> _Problem description_
Gather every line in the entries below that contains the string "arch", and match its case exactly.

(Entries from a point annotation set)
================

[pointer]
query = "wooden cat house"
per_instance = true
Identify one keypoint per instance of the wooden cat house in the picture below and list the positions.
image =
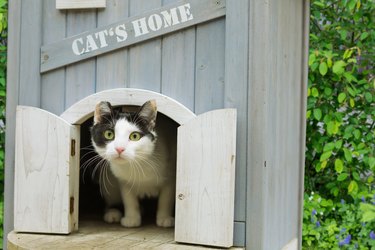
(232, 74)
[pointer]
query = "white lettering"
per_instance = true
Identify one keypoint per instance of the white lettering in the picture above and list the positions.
(90, 44)
(140, 27)
(101, 35)
(185, 13)
(154, 22)
(121, 33)
(75, 48)
(170, 18)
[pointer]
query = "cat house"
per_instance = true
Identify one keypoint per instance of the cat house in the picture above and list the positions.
(232, 74)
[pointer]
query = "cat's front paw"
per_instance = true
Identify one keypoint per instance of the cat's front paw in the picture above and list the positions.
(129, 221)
(112, 216)
(165, 221)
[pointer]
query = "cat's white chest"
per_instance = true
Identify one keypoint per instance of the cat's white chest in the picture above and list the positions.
(143, 180)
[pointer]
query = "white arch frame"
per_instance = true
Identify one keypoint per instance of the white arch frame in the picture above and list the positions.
(84, 109)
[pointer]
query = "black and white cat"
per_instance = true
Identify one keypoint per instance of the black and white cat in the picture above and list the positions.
(141, 158)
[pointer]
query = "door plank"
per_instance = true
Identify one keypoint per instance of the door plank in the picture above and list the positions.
(46, 173)
(206, 150)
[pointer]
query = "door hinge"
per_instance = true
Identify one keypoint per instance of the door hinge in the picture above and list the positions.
(73, 147)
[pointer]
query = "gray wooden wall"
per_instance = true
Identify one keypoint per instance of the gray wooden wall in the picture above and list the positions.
(253, 60)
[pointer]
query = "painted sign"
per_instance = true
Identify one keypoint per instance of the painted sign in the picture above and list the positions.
(169, 18)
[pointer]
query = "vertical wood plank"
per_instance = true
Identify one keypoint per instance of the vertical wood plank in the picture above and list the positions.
(78, 4)
(80, 77)
(210, 66)
(178, 78)
(53, 83)
(145, 58)
(205, 179)
(276, 122)
(236, 79)
(112, 68)
(31, 31)
(13, 79)
(42, 172)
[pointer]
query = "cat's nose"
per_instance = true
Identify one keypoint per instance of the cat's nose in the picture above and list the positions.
(120, 149)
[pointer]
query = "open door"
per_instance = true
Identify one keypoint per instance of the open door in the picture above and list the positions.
(206, 150)
(46, 173)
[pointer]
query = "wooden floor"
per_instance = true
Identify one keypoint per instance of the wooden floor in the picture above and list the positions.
(99, 235)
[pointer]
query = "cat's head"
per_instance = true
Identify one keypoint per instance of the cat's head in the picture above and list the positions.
(120, 137)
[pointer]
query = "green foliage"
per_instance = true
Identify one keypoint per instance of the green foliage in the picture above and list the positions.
(3, 61)
(340, 159)
(329, 224)
(340, 140)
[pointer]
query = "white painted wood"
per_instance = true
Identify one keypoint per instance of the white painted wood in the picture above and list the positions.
(82, 110)
(292, 245)
(80, 4)
(206, 149)
(46, 173)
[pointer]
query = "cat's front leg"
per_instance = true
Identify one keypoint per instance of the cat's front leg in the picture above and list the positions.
(164, 216)
(132, 213)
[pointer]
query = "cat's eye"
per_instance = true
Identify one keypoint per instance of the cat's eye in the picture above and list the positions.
(109, 134)
(135, 136)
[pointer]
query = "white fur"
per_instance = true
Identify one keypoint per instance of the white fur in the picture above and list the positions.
(144, 169)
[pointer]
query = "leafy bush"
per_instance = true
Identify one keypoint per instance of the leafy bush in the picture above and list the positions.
(3, 60)
(340, 159)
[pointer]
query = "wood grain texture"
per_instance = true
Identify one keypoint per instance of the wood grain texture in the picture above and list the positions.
(31, 28)
(275, 122)
(100, 235)
(210, 66)
(82, 110)
(236, 88)
(46, 173)
(145, 58)
(80, 78)
(112, 69)
(205, 179)
(59, 54)
(80, 4)
(13, 77)
(178, 78)
(53, 83)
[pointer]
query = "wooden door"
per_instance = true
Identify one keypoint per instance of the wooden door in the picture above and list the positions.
(46, 173)
(206, 151)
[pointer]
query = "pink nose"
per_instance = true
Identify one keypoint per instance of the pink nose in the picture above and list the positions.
(120, 150)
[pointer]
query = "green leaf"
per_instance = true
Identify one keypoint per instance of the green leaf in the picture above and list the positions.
(341, 97)
(314, 92)
(325, 156)
(329, 147)
(347, 155)
(368, 97)
(342, 177)
(364, 35)
(323, 68)
(338, 144)
(339, 67)
(357, 134)
(312, 59)
(371, 162)
(353, 187)
(356, 176)
(339, 166)
(317, 114)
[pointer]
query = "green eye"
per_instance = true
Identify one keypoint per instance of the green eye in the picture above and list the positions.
(135, 136)
(109, 134)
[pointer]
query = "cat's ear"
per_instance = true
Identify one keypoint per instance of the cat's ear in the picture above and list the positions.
(147, 113)
(102, 109)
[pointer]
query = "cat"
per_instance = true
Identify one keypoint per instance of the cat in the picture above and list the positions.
(142, 160)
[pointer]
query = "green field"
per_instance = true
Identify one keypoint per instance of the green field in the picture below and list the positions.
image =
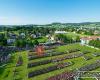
(7, 72)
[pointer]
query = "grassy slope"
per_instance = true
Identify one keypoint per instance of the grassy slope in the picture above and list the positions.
(22, 70)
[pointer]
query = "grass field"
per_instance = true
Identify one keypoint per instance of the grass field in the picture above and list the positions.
(7, 72)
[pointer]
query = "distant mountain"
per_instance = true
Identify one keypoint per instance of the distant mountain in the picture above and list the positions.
(57, 24)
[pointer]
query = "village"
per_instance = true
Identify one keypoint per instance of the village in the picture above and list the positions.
(49, 53)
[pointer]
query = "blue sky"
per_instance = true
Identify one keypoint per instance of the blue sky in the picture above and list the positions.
(48, 11)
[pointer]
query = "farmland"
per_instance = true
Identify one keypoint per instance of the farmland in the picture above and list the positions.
(11, 71)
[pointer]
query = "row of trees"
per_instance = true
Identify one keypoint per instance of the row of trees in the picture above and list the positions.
(67, 39)
(95, 43)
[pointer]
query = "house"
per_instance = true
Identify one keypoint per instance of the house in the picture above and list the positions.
(85, 40)
(22, 35)
(10, 41)
(60, 32)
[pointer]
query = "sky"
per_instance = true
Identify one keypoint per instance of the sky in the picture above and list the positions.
(14, 12)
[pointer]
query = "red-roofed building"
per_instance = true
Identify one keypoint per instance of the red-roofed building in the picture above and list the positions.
(85, 40)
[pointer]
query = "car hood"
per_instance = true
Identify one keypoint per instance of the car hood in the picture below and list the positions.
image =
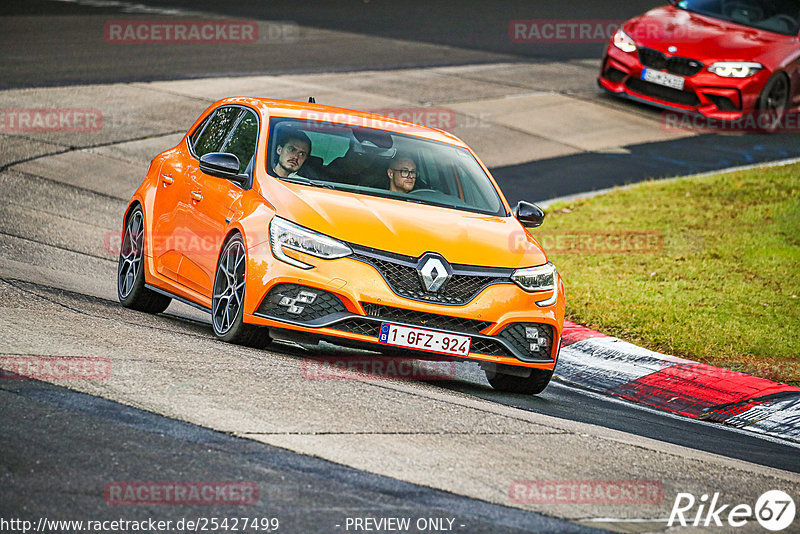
(409, 228)
(702, 37)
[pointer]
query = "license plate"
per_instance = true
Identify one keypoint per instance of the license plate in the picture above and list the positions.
(423, 339)
(663, 78)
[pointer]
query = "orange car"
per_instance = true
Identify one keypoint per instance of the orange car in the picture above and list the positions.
(288, 220)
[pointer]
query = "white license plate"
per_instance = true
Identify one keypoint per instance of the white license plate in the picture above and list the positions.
(421, 338)
(663, 78)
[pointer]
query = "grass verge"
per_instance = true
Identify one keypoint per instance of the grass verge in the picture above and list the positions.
(706, 268)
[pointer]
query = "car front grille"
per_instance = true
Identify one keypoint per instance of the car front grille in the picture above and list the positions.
(682, 66)
(400, 272)
(668, 94)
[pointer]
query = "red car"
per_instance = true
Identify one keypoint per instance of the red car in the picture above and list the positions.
(723, 59)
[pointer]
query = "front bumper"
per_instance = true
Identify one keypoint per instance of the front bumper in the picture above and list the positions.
(351, 299)
(712, 96)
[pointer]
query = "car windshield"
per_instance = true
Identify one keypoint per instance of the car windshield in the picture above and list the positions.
(377, 162)
(779, 16)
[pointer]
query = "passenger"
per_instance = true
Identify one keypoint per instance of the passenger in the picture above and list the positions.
(402, 173)
(292, 153)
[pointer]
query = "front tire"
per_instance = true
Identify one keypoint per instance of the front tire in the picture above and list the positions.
(227, 300)
(131, 290)
(531, 385)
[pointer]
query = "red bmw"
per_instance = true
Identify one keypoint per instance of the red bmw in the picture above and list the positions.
(724, 59)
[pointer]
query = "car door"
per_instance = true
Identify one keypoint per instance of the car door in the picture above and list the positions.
(215, 202)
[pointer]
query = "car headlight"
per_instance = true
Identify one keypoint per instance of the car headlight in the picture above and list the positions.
(624, 42)
(541, 278)
(285, 234)
(735, 69)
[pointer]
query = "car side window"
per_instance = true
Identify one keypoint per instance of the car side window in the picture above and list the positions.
(216, 131)
(242, 140)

================

> _Result below_
query = "white arch frame"
Identify one keypoint per instance of the white arch frame in the picture above and list the positions.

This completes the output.